### Aim of the task
Reproduce all the material below with each "pointer" changed to "locator" and everything else kept the same. Omit the pictures from your answer.

### Stored records
##########
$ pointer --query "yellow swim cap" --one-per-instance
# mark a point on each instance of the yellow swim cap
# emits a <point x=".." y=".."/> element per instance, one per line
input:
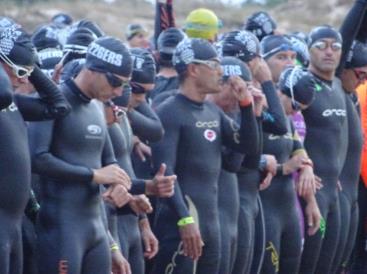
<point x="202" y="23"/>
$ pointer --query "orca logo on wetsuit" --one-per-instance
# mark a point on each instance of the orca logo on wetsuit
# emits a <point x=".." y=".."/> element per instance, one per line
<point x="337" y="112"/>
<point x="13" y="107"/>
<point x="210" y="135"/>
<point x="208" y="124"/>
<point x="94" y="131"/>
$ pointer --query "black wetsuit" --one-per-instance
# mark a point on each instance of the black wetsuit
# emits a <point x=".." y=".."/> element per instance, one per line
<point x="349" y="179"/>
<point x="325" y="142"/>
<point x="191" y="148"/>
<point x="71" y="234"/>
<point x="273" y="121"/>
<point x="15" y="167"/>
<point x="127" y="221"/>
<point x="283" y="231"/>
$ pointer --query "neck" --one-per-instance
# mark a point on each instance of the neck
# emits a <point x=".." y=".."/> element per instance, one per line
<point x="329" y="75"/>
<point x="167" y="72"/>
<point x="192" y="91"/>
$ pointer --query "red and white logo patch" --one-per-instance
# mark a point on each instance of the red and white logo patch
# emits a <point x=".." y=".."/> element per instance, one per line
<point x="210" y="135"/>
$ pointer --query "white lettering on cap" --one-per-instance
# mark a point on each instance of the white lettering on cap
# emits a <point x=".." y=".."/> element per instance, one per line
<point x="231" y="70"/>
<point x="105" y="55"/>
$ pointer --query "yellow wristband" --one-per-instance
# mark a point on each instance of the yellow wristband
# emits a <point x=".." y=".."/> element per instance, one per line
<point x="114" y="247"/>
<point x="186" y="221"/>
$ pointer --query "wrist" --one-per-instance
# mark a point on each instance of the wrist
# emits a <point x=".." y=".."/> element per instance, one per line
##########
### Answer to the problem
$ locator --query "yellow swim cap" --one-per-instance
# mark a point on each instance of the yellow swim cap
# emits a <point x=".." y=".."/> element per instance, one per line
input:
<point x="202" y="23"/>
$ locator --query "orca logo on wetsuit" --one-per-instance
# mark a point on each instance of the orca logo on wetsuit
# emits a <point x=".." y=".."/> element per instance, one per line
<point x="337" y="112"/>
<point x="13" y="107"/>
<point x="210" y="135"/>
<point x="208" y="124"/>
<point x="94" y="131"/>
$ locator --query "black wetsuit" --one-per-instance
# mark a point on each instance of the black wetsuit
# emits a <point x=".." y=".."/> element per instance, one per line
<point x="349" y="179"/>
<point x="325" y="142"/>
<point x="191" y="148"/>
<point x="71" y="234"/>
<point x="273" y="121"/>
<point x="15" y="167"/>
<point x="127" y="221"/>
<point x="283" y="231"/>
$ locator --query "neck" --one-per-instance
# mark a point on each instance of the neck
# emits a <point x=".." y=".."/> element per instance, one per line
<point x="329" y="75"/>
<point x="167" y="72"/>
<point x="192" y="91"/>
$ locator --query "red and white logo patch" --one-per-instance
# mark a point on each instance of the red and white logo patch
# emits a <point x=".." y=".."/> element per instance, one per line
<point x="210" y="135"/>
$ locator --query "white lettering on cap" --one-per-instance
# mark a point on each instance of the white lettering on cap
# emits a <point x=".." y=".."/> element per instance, one per line
<point x="231" y="70"/>
<point x="105" y="55"/>
$ locator --query "yellow wristband" --one-per-instance
# mark a point on each instance of the yellow wristband
# emits a <point x=".." y=".."/> element per instance, one per line
<point x="114" y="247"/>
<point x="186" y="221"/>
$ locator --query "wrist" --one-per-instance
# mark a point on each instance of the wrist
# emits a <point x=".." y=".."/> element per instance, one per line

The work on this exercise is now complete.